__PROBLEM DESCRIPTION__.
I need each line of the entries below that includes the string "photograph".

=== Begin Enclosure ===

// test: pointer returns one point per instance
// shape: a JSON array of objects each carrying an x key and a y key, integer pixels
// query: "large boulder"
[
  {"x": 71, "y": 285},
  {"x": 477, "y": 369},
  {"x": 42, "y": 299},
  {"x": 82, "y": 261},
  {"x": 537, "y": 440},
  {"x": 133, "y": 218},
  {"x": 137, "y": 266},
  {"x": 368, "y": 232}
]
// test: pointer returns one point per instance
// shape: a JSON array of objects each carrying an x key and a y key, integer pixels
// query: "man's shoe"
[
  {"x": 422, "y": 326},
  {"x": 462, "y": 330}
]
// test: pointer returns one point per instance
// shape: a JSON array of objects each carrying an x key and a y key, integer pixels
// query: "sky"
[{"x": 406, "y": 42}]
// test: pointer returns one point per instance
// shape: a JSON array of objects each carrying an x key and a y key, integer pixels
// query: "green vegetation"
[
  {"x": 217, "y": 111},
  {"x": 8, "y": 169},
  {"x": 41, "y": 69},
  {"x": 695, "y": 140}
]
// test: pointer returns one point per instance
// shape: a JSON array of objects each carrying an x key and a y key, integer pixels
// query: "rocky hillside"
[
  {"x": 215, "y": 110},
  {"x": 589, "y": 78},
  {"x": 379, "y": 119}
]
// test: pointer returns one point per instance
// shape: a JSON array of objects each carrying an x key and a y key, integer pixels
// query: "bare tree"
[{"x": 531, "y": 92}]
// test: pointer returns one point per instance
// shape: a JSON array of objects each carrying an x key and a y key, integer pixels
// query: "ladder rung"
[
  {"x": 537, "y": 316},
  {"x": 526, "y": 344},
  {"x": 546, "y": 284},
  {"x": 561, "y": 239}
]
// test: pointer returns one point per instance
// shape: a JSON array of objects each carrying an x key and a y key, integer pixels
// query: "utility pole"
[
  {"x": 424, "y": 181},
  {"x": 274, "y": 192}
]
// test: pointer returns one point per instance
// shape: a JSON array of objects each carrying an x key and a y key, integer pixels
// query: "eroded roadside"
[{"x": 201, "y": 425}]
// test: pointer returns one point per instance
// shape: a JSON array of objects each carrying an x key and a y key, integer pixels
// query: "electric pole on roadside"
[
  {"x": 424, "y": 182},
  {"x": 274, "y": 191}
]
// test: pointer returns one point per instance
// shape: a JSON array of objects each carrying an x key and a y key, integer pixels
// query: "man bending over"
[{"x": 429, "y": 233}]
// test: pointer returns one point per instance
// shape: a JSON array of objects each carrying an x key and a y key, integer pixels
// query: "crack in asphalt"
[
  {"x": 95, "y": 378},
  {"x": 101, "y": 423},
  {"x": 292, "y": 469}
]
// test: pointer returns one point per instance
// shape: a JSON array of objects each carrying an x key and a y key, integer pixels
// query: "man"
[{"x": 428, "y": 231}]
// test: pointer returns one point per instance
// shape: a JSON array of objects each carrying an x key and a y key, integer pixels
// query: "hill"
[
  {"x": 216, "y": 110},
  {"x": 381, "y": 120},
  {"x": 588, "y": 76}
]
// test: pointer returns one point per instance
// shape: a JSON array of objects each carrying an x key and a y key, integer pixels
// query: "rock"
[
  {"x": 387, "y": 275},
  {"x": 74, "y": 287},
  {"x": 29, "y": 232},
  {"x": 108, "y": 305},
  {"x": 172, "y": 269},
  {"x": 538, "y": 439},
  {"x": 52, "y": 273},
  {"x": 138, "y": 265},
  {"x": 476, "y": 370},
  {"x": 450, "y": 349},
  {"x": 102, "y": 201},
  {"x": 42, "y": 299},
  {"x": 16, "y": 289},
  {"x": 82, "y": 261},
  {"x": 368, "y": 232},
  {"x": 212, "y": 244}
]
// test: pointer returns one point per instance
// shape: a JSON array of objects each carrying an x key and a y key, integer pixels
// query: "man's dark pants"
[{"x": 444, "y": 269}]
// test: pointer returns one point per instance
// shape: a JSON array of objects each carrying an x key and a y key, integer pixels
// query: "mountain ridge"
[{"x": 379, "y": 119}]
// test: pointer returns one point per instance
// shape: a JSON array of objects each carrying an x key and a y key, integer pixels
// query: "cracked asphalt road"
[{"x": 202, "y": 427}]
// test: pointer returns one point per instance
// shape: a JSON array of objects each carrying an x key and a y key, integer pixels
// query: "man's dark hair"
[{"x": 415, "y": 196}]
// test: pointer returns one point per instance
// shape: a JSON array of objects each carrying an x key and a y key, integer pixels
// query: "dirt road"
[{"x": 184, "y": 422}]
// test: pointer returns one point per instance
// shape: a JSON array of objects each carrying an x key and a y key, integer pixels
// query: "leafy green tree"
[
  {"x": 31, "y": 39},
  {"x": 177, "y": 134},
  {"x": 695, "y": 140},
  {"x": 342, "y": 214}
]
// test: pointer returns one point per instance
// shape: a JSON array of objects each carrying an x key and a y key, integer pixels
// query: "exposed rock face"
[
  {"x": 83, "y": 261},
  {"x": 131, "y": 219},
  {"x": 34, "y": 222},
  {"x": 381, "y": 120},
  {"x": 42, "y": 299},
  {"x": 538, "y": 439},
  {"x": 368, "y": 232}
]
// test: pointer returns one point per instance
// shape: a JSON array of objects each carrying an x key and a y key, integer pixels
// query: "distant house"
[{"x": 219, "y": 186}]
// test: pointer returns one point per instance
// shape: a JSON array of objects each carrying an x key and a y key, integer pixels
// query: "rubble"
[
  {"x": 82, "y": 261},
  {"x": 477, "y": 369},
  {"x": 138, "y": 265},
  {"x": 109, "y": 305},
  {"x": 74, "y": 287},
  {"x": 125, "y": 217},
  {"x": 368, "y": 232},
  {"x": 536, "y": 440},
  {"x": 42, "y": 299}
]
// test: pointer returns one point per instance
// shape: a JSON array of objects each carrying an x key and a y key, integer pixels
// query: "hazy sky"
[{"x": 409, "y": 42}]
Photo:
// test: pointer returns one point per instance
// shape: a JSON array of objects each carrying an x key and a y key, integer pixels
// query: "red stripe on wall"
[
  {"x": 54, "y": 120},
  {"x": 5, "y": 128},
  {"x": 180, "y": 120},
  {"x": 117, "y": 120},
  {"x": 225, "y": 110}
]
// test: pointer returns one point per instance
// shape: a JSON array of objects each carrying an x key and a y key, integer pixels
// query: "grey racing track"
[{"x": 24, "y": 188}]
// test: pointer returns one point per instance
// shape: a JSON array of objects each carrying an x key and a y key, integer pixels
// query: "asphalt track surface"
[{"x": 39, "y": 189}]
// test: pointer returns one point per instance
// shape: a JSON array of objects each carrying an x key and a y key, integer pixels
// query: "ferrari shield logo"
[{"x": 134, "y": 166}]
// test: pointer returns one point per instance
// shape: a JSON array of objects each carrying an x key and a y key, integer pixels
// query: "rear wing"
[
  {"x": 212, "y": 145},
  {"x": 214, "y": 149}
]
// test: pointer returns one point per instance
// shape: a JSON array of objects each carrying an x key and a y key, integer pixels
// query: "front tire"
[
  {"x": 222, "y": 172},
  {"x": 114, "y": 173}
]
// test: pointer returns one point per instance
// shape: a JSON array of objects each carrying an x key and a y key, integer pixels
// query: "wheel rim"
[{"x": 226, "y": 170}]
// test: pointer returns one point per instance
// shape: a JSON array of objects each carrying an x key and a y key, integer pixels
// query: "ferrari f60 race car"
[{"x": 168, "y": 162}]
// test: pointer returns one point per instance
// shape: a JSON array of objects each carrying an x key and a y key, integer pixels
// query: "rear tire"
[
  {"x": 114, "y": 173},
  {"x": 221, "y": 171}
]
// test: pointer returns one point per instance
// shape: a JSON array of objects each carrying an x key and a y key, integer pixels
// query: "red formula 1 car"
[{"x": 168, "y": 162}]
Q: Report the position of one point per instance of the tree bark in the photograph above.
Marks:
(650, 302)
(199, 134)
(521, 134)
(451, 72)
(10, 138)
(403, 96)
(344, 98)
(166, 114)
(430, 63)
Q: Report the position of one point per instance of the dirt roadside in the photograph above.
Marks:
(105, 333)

=== End Enclosure ===

__RESPONSE__.
Q: Report the position of one point per instance of the tree bark in the photograph above.
Q: Report the position of one point per instance of the dirt roadside in the photograph above.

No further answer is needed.